• **Your objective**
In the publishing interview below, why does the speaker mention books set in space after advising authors to write what they are passionate about?

What are some upcoming trends for the next year?

I think people want well-written books with a great plot. It’s hard to know what will be big and what won’t be. If I knew what the trends were going to be, it’d make my job a lot easier! Personally, I think authors should write what they are passionate about and not be too consumed with whether it is on trend or not.

However, because I’m sure every agent says that and I want to answer the question, I will say that I know books set in space, both in YA and adult, are something that a lot of publishers have on their lists, so it’ll be interesting to see if that takes off.

What book/genre/topic would you like to see cross your transom?

For adult fiction, I’d like a great general fiction or women’s fiction novel that has a big love story but is not a romance (à la JoJo Moyes or Taylor Jenkins Reid). I’d also like to see a women’s fiction novel that tackles friendships. And to be topic-specific, I’ve been saying I’d love to have a book like the movie Fatal Attraction—a dark thriller/suspense novel that deals with the complexities of relationships, especially where morals are questioned.

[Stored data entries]
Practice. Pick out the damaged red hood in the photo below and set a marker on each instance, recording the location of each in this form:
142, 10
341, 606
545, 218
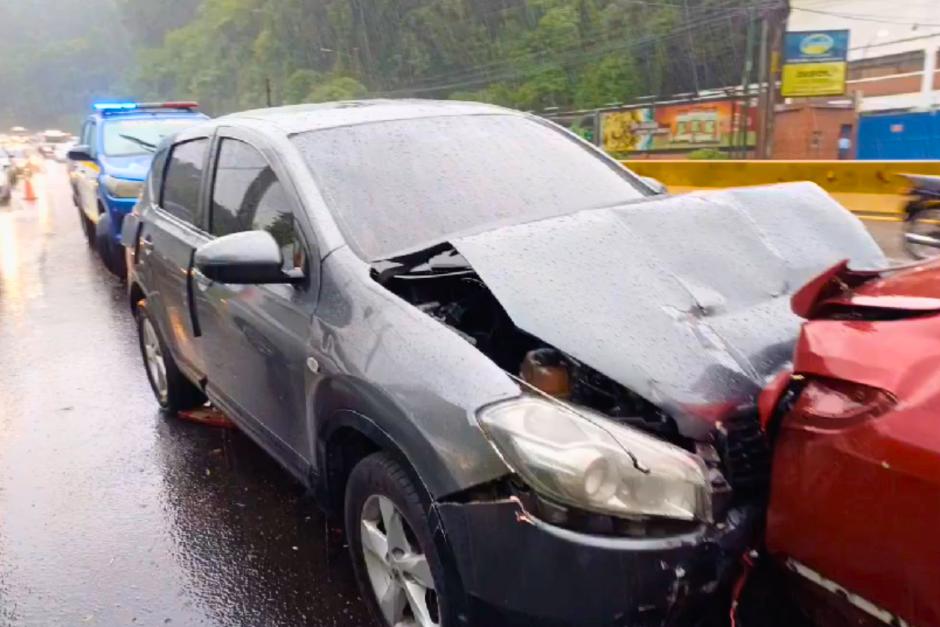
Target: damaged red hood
913, 287
854, 331
685, 300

• **Output of the exercise**
The speaker is sure every agent gives that advice and wants to actually answer the question about trends. So the speaker notes that many publishers have books set in space, both YA and adult, on their lists, and that it will be interesting to see if that takes off.